#### Written instruction
Copy out every line of the listing below without changing anything.

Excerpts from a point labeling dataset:
[start]

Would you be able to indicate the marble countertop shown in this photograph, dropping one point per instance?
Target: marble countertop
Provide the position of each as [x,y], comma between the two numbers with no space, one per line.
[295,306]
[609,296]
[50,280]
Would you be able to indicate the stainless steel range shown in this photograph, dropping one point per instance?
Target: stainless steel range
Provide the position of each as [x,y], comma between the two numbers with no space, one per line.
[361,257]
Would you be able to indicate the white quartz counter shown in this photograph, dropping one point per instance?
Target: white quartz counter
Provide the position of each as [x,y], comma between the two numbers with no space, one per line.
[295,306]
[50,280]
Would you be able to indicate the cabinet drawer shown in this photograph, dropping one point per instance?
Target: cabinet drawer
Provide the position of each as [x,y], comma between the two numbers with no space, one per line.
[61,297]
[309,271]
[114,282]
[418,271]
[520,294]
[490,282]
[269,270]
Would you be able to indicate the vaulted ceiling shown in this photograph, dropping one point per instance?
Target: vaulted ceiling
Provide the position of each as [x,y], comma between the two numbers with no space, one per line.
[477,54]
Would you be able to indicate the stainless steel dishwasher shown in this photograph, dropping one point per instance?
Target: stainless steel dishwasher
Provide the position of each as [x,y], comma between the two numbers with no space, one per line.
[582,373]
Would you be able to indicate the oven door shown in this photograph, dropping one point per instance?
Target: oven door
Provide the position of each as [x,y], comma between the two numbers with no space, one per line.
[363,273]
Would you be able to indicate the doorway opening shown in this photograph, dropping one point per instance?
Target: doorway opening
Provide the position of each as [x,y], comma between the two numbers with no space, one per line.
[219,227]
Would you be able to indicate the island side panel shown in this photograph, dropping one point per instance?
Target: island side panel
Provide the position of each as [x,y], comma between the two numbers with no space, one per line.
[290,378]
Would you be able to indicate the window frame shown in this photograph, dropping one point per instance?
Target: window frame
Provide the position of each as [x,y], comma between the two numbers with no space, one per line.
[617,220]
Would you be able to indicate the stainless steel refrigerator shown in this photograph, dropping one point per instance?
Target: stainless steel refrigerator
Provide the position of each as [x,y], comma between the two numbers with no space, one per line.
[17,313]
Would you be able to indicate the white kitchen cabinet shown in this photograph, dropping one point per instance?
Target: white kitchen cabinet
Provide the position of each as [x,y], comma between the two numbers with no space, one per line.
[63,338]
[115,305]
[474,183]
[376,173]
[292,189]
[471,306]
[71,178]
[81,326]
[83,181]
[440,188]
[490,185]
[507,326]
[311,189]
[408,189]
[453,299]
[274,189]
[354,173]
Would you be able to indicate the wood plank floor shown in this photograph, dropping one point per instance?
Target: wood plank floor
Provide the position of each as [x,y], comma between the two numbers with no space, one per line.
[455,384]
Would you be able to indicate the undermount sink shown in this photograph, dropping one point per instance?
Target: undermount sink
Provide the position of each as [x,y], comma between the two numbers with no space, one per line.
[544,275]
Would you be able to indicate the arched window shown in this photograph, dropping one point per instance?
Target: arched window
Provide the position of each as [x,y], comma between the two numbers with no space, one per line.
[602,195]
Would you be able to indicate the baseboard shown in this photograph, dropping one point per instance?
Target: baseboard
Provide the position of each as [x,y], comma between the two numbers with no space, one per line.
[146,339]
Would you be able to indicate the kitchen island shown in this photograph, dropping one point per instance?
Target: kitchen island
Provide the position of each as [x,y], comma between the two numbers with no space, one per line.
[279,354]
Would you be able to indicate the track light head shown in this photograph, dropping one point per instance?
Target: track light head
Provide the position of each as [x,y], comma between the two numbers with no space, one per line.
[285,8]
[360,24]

[end]

#### Response below
Would you be able to indicate the marble countertop shown in this photograph, dropping one point per instance?
Target: marble countertop
Provide the position of each as [x,y], comma between the two numbers with no space, one per line.
[295,306]
[609,296]
[50,280]
Would you be able to indicate the stainless steel range shown in this photograph, dropping one point per instance?
Target: stainless steel range
Provide the position of each as [x,y], comma between the two numbers with no space, one per line.
[361,257]
Would you be able to indicate the white quartz counter shown in this photograph, dropping one point per instance?
Target: white quartz counter
Provide the position of each as [x,y], comma between the two numbers with no space, one per line.
[295,306]
[50,280]
Would you be able to indicate the cabinet drawer shown in this photograph, dropping one point per instance?
Target: cabinet drawer
Provide the position of each as [x,y], comma between the two numbers with no space, one per line.
[61,297]
[309,271]
[114,282]
[418,271]
[520,294]
[490,282]
[269,270]
Would you be able to indicate the vaulted ceiling shown in this photograph, dropping one point per instance?
Target: vaulted ceiling
Provide the position of each as [x,y], comma between the two numbers with no space, one per line.
[477,54]
Would you be able to indicate the stainless steel dishwasher shown in this photograph, dropping one point per instance?
Target: stainless steel dishwasher
Provide the position of each as [x,y], comma between the two numbers with no space, one per line.
[582,373]
Would you be able to indicate the oven door shown in this photograph, dropping one point per instance?
Target: oven door
Provide the position of each as [x,y], comma between the two numbers with no space, one per line.
[363,273]
Would you be able to indicate the doorway opening shown in this photograph, dropping one point per instance?
Target: doorway opening
Provide the position of each as [x,y], comma between the two numbers with no space, one per line.
[219,227]
Would you be able to indicate the island side panel shown in this photograph, dropping one point per instance?
Target: island side panel
Provide the position of each as [x,y], comma between the two numbers with no space, one per line.
[290,378]
Would you be able to indicate the window frame shown in this photograph, dropping one point per instance?
Target: window frame
Provide the position of each as [x,y], comma between the two numbers with no space, one per line.
[617,220]
Would you be able to indicate the stainless steel refrigerator shown in this photograph, dropping one point per instance?
Target: stainless steel refrigerator
Provide the position of each as [x,y], comma between the two numbers with no space, one per line.
[17,313]
Would you be able to indicate the white kitchen cabinet shown in this photograph, dropping one point per instance?
Target: white kitchen cabinet
Provide the position of each as [x,y], comma between the two numbers with no space, one per line.
[63,338]
[115,305]
[474,183]
[376,173]
[292,189]
[471,306]
[71,178]
[81,326]
[83,181]
[440,188]
[490,185]
[507,326]
[311,189]
[408,189]
[453,299]
[274,189]
[354,173]
Would you be able to indicate the wood plank floor shown in this photograph, dropping one point per instance?
Target: wood plank floor
Provide the position of each as [x,y], comma between the two numbers with no space, one per line.
[455,384]
Would you be able to indicate the undermount sink shown in this photograph, dropping one point per instance?
Target: undermount sink
Provide the position of each as [x,y], comma between the two numbers with no space, one per line.
[544,275]
Would you be able to indicate the arched window shown in this photograph, dropping one point per instance?
Target: arched window
Provide the position of each as [x,y], comma between the two numbers with no space, one per line.
[602,195]
Would you be able to indicate the baseboard shown in this photograph, dropping one point per instance?
Target: baseboard
Provide the position of each as [x,y], comma between the two numbers with no space, one per line.
[146,339]
Would you be able to indicate the kitchen island shown in this photograph, dropping one point per instance?
Target: kitchen island
Provide the position of each as [x,y], comma between the two numbers with no space, one per line.
[279,354]
Would you be able to indicate the track light head shown in this photograph, dropping one point per instance?
Target: track light head
Provide the position of each as [x,y], comma between the two numbers with no space, one per line.
[285,8]
[360,24]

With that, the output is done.